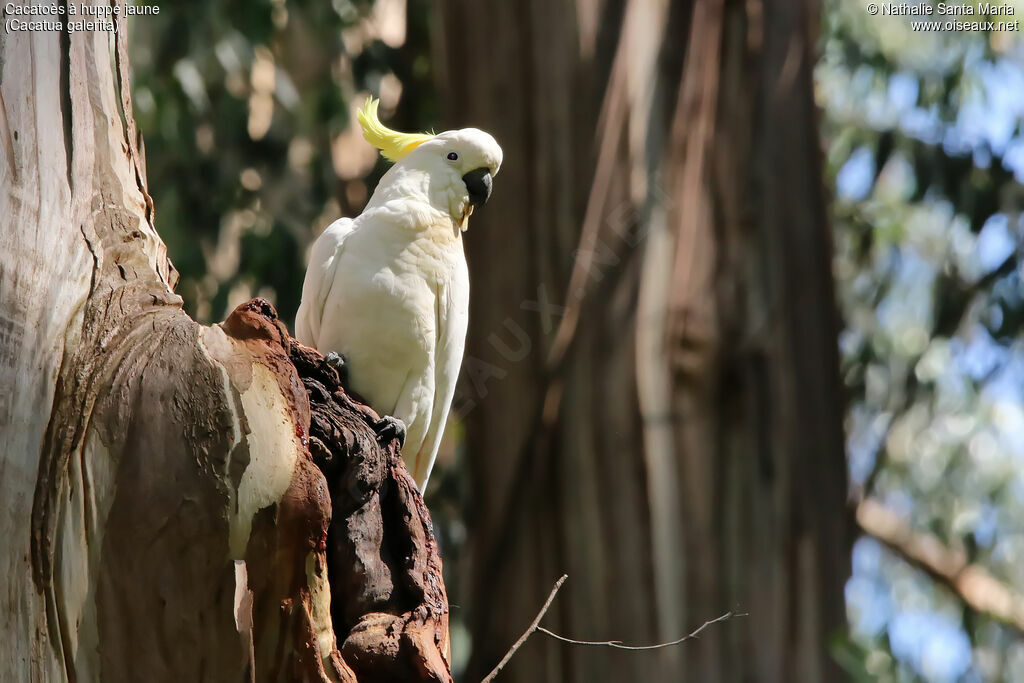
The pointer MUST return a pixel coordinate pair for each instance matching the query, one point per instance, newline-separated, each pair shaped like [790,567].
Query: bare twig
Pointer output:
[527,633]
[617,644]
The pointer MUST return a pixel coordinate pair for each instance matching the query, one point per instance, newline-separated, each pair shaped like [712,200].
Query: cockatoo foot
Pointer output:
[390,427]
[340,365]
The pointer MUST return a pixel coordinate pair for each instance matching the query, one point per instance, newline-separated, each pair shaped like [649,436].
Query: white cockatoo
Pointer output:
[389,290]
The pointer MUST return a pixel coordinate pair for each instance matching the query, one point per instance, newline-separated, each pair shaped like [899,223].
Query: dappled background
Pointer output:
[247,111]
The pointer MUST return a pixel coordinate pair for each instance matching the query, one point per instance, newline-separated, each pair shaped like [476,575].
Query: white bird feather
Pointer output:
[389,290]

Work required ->
Copy out all the records above word for word, without the picture.

Completed exercise ->
The pointer MUST return a pixel coordinate pair for each instance matching the query, one point per instance, newline-separated, each pair shaped like [790,567].
Query: bare twig
Pointer output:
[527,633]
[617,644]
The pointer MUST return a pixel coordinate pair for each instance matching the query, one point per instance, newline-separated, each pair shaped like [712,200].
Query: cockatoo foot
Pointer output:
[390,427]
[340,365]
The pointer MUST return a pixel coordinate pair for each instance matching the query, one point per instance, newline-separated, each pair shaped like [649,436].
Query: white cockatoo
Pointer output:
[389,290]
The pointer MUST return a pixel coordinate pair for each instance matching the query, one point per instance, newline-separated, each pair shaped like [899,223].
Query: dappled background
Pointer output:
[247,111]
The pointer MUST return a pixel coordinate pair for each instance matching the query, one point per instance, newline-separated, each pair shaped like [476,575].
Query: white bird feather
Pointer output:
[389,290]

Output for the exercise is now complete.